*EXERCISE DETAILS:*
Echo each line of these entries back word for word, leaving out the pictures.

*Collection entries:*
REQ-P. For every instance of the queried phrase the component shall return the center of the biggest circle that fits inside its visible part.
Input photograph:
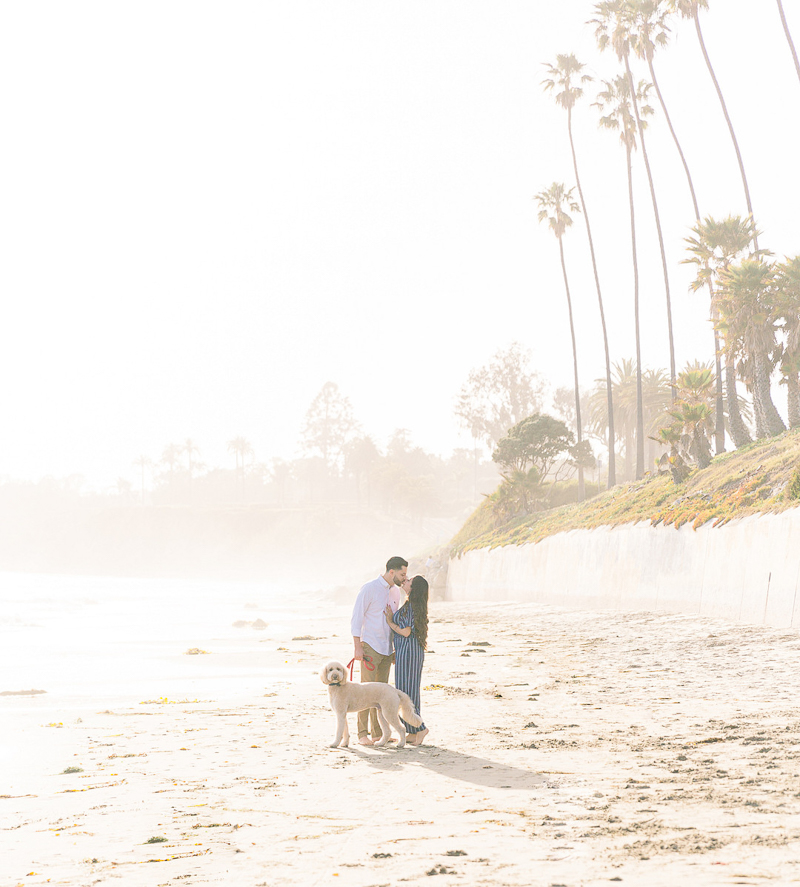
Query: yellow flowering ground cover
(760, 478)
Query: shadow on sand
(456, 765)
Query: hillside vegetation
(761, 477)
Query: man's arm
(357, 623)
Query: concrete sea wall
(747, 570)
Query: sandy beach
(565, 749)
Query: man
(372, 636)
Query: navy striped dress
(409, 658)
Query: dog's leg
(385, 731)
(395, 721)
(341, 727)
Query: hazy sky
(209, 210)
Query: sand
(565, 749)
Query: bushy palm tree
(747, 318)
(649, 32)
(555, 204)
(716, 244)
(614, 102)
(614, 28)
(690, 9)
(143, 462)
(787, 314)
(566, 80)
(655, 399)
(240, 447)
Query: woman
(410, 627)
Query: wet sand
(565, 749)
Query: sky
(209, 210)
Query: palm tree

*SOLVED PROBLEM:*
REQ-P. For every instance of the queried phrase the component shall return the center of the biggest circle that fits inside its visible part.
Input photograph:
Query: yellow flowering ground cover
(760, 478)
Query: shadow on sand
(456, 765)
Query: hillside vegetation
(761, 477)
Query: man's arm
(357, 623)
Query: concrete sea wall
(747, 570)
Query: sandy beach
(565, 749)
Query: man
(372, 636)
Query: navy striped dress
(409, 658)
Query: dog's leg
(385, 731)
(395, 721)
(341, 727)
Query: hazy sky
(209, 210)
Query: sand
(565, 749)
Query: bushy palm tree
(747, 318)
(649, 32)
(555, 204)
(716, 244)
(614, 102)
(614, 28)
(690, 9)
(143, 462)
(787, 314)
(566, 80)
(655, 399)
(240, 447)
Query: woman
(410, 627)
Query: wet sand
(565, 749)
Query: sky
(209, 210)
Query: palm tree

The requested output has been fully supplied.